» **What the task asks**
Transcribe the whole listing below. Pictures do not go in the copy.

--- START ---

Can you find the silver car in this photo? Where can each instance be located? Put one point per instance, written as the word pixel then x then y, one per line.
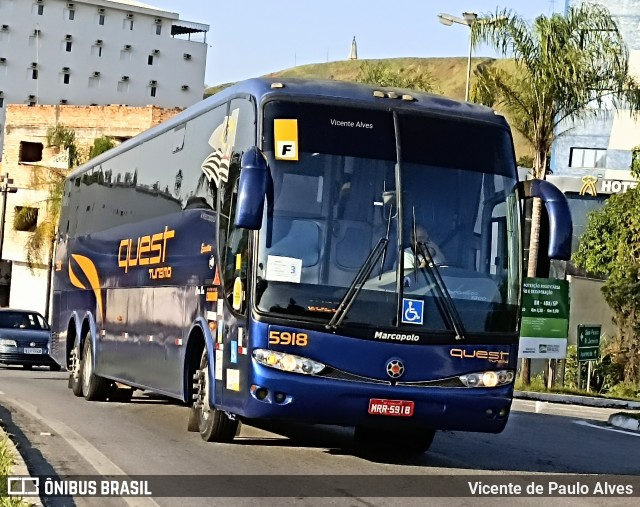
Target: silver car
pixel 25 337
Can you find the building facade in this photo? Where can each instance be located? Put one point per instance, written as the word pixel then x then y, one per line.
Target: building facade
pixel 21 285
pixel 604 142
pixel 98 52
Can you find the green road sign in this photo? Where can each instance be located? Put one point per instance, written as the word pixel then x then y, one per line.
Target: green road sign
pixel 588 342
pixel 545 318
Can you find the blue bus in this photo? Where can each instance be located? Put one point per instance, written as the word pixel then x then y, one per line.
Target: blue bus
pixel 315 251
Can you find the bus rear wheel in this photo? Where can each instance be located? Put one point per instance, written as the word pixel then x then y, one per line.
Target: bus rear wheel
pixel 94 388
pixel 405 441
pixel 213 425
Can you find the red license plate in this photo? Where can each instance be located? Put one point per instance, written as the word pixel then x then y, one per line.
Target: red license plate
pixel 397 408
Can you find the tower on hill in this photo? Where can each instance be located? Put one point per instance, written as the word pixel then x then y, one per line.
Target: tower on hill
pixel 353 55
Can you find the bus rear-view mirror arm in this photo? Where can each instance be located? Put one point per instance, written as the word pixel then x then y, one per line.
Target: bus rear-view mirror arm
pixel 560 223
pixel 253 186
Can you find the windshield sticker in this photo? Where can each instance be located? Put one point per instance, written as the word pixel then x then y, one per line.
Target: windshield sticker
pixel 285 136
pixel 216 166
pixel 283 269
pixel 412 311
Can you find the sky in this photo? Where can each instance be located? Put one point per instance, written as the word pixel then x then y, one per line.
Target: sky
pixel 249 38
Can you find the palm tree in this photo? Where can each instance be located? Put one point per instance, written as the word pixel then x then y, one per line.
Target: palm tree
pixel 566 68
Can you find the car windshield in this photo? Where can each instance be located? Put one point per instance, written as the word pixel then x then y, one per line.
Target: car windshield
pixel 22 320
pixel 332 205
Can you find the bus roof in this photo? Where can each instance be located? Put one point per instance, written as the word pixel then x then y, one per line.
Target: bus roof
pixel 357 94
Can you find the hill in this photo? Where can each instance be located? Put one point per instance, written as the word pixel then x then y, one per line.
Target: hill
pixel 449 76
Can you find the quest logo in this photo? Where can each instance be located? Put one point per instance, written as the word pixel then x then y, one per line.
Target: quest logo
pixel 147 251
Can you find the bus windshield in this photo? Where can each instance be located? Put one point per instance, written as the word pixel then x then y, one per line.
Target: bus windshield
pixel 355 176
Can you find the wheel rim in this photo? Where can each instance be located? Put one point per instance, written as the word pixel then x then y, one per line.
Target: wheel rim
pixel 87 369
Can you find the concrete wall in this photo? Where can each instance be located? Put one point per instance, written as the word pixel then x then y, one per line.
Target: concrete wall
pixel 615 131
pixel 179 81
pixel 25 123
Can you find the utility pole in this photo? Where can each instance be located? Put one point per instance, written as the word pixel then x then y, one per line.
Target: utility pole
pixel 5 188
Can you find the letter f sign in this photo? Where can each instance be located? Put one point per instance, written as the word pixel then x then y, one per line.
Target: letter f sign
pixel 287 150
pixel 285 135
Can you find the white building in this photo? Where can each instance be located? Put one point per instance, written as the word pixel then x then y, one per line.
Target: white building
pixel 98 52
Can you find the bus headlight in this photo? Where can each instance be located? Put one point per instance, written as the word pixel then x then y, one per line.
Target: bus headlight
pixel 287 362
pixel 487 378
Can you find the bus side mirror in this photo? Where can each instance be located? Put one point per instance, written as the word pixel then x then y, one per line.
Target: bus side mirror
pixel 252 188
pixel 560 223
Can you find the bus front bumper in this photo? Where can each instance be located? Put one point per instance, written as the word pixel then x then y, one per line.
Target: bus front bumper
pixel 279 395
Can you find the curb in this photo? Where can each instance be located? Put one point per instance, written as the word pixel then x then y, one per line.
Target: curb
pixel 587 401
pixel 19 467
pixel 623 421
pixel 618 420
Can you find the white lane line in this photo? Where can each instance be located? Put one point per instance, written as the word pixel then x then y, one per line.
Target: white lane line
pixel 102 464
pixel 585 423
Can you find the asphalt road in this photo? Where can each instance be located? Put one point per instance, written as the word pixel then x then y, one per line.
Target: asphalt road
pixel 59 433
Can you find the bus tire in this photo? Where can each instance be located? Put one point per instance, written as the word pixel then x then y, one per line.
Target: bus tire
pixel 213 425
pixel 75 372
pixel 94 388
pixel 409 441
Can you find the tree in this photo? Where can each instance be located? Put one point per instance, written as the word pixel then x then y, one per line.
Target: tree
pixel 381 74
pixel 610 247
pixel 566 69
pixel 40 243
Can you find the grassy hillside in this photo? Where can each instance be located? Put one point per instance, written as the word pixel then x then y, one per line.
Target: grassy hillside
pixel 449 76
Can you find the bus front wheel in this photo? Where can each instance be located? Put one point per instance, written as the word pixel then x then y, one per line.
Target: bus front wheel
pixel 408 441
pixel 94 388
pixel 213 425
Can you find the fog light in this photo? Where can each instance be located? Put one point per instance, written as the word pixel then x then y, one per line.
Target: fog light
pixel 490 379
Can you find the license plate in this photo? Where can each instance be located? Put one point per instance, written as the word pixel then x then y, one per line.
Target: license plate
pixel 397 408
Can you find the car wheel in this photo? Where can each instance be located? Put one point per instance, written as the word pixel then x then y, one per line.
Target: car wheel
pixel 94 388
pixel 214 425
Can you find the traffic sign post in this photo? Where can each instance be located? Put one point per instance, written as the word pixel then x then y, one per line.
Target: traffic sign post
pixel 588 347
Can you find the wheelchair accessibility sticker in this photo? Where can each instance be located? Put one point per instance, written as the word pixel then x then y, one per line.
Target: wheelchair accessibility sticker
pixel 412 311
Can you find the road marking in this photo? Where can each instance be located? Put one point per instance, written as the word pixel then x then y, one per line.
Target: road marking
pixel 102 464
pixel 585 423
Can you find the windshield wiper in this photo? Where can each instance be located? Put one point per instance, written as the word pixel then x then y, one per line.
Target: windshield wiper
pixel 358 282
pixel 447 303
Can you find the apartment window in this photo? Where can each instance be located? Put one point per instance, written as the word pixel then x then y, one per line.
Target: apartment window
pixel 28 218
pixel 30 152
pixel 587 157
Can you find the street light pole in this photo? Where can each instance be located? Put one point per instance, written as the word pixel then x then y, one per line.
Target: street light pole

--- END ---

» **Response to this task**
Can you find the silver car in this photo? Where can each instance be located? Put one point per instance, written as the word pixel then x then y, one per line.
Target: silver car
pixel 25 337
Can you find the building facade in this photo? Where can each instance be located? Put one point per instance, written as the word pixel then x then y, one per line.
Target: building facade
pixel 21 285
pixel 604 142
pixel 98 52
Can you find the green road sign in this photo? Where can each instance be located? Put one point per instance, written as the word pixel then x then y, one per line.
Target: green road sign
pixel 588 342
pixel 545 318
Can you find the blue bus in this photo? Where can each instance be located? Put one point per instance, written as the word pixel then x then y, one per line.
Target: blue bus
pixel 315 251
Can you find the bus rear wheel in this photo? Where can each instance be located? Put one point per instance, written as the word pixel then x then y, one per line.
Target: bus rear wheel
pixel 94 388
pixel 405 441
pixel 213 425
Can you find the red license plate in this photo? Where can each instance be located? Put one point per instance, written as the word pixel then x then y, one per line.
Target: red license plate
pixel 397 408
Can you find the tower on hill in this photo? Where can each instance be located? Put one point per instance, written as the word pixel then x then y, one per line.
Target: tower on hill
pixel 353 55
Can you find the bus rear-view mirror arm in this photo? Where can each instance be located? Put one point per instance, written as the word pixel then x then y, one per line.
Target: bus rear-view mirror arm
pixel 560 223
pixel 253 186
Can you find the windshield sticker in this photo? Where can each instance be located? Put one point per instance, written as the word pixel then x then y, one per line.
Target: windshield sticker
pixel 285 136
pixel 216 166
pixel 283 269
pixel 412 311
Can you find the sky in this photo? Where can each instance be located? Put one point per instance, written as the word pixel then x then y, one per line.
Target: sky
pixel 249 38
Can you find the palm tree in this photo? Where can each instance be located? Put one point per instance, written as the word pixel then x then y, one per line.
Target: palm tree
pixel 566 68
Can you find the car windshield in this photo? Where can each instance be located? Put one point per instance, written as the word pixel then x then y, one per line.
Target: car windshield
pixel 22 320
pixel 332 205
Can you find the bus roof in this photo? Where can each instance be located? Put one point per instance, written as the word pixel then x then y, one per line.
Target: bus roof
pixel 357 94
Can you find the hill in this photo? Where can each instance be located? Put one point per instance, written as the word pixel then x then y, one per line.
Target: hill
pixel 449 76
Can you find the quest logo in this photo? Where can each instance be located? Put one point per instance, written as the word pixel then x then y, one per line.
Target: quest logo
pixel 147 251
Can you find the bus windshield in this photo? Where can each instance be located? Put one point per instance, written as the word pixel then x then y, one per line.
Target: bus windshield
pixel 355 176
Can you find the wheel rim in this photo? Where can each instance be located? Put one point per instance, written as the word pixel then x then y, one per line.
Target: wheel rim
pixel 87 369
Can you find the concrete wall in this photo? Where can each instance be located? Put one point per instance, written as the word pixel then x then y, one per line.
Target: concrete wall
pixel 615 131
pixel 179 81
pixel 25 123
Can you find the utility pole in this photo? Where can each instance be located? Put one point per instance, written as the word pixel then x then y, one per line.
Target: utility pole
pixel 5 188
Can you find the letter f sign in this photo? Where can each instance be located? Put one point per instance, written as the word pixel then x then y, one per line.
Target: letter f sign
pixel 287 150
pixel 285 135
Can you find the white building in this photo? Where can each instance be located? Put one point per instance, written as the word pixel then x then y, one per line.
Target: white building
pixel 98 52
Can you find the bus headlight in this photo? Where can each instance be located? Put one point per instance, written as the word pixel then x then y, one per line.
Target: bus headlight
pixel 287 362
pixel 487 378
Can you find the bus side mirror in this photo? Where can each instance be located? Put one point per instance, written as the word pixel then x then y, one per line.
Target: bus side mirror
pixel 252 188
pixel 560 223
Can you find the bus front bumper in this photo? Where can each instance be located? Put one point per instance, written as the word pixel then x then y, one per line.
Target: bus front bumper
pixel 279 395
Can you find the curb in this photo? Where can each instance be located? Put one point per instance, written as the word pixel then x then y, one per line.
Target: curb
pixel 587 401
pixel 19 467
pixel 623 421
pixel 618 420
Can you find the white lane line in this photo? Where can each instance be located? Put one point per instance, written as the word pixel then x then y, one per line.
Target: white lane line
pixel 102 464
pixel 585 423
Can you find the asphalt road in this photo? Where can each instance be located? Put one point per instance, written as the word pixel then x then y, one per line.
Target: asphalt road
pixel 59 433
Can you find the bus tire in this photo? Where can each instance be located? Put one point per instance, written as the word pixel then x then y, one per line.
Target: bus tire
pixel 213 425
pixel 75 372
pixel 94 388
pixel 409 441
Can you find the tree in this photo? Where can each instance be located? Put one point per instance, written as the word pixel then x then y, one per line.
Target: tree
pixel 381 74
pixel 610 247
pixel 566 69
pixel 40 243
Can you find the grassy hillside in this photo? Where can each instance be located? Put one point per instance, written as the word pixel then x then y, one per line.
Target: grassy hillside
pixel 449 76
Can you find the bus front wheel in this photo? Where can each instance be located? Put one point per instance, written as the word pixel then x then y, one per line.
Target: bus front wheel
pixel 408 441
pixel 94 388
pixel 213 425
Can you find the fog light in this photo? Where can each instance be located? Put one point per instance, written as the word pixel then x then y, one per line.
Target: fog light
pixel 490 379
Can you find the license plate in this photo? Where can each instance be located? Put one point per instance, written as the word pixel then x then y, one per line.
Target: license plate
pixel 397 408
Can you find the car wheel in this photo? Where can each instance be located? Put one point per instance, written as the word pixel then x then y, one per line.
Target: car wheel
pixel 94 388
pixel 214 425
Can you find the traffic sign post in this photo? Where can each instance be located? Put one point per instance, written as the word pixel then x then y, one per line.
Target: traffic sign post
pixel 588 347
Can you find the wheelchair accessibility sticker in this photo? Where can each instance be located? Put one point per instance, written as the word pixel then x then y, one per line.
Target: wheelchair accessibility sticker
pixel 412 311
Can you find the road marking in this photo? Where can each instance be located? Put one point per instance, written as the word pixel then x then y, one per line.
Target: road marking
pixel 102 464
pixel 585 423
Can you find the windshield wiper in this photo? Where can each instance be located? Put one point per instance, written as the word pixel then x then y, one per line.
Target: windshield wiper
pixel 358 282
pixel 447 303
Can you find the apartment window in this photo? Where can each instance be located? Put one point per instance, written as the word pixel then x then y, one per line.
Target: apartment window
pixel 28 218
pixel 30 152
pixel 587 157
Can you find the street light pole in this photo? Where can each instance be located? Put one point per instance, written as the word pixel then x then y, one per line.
Target: street light pole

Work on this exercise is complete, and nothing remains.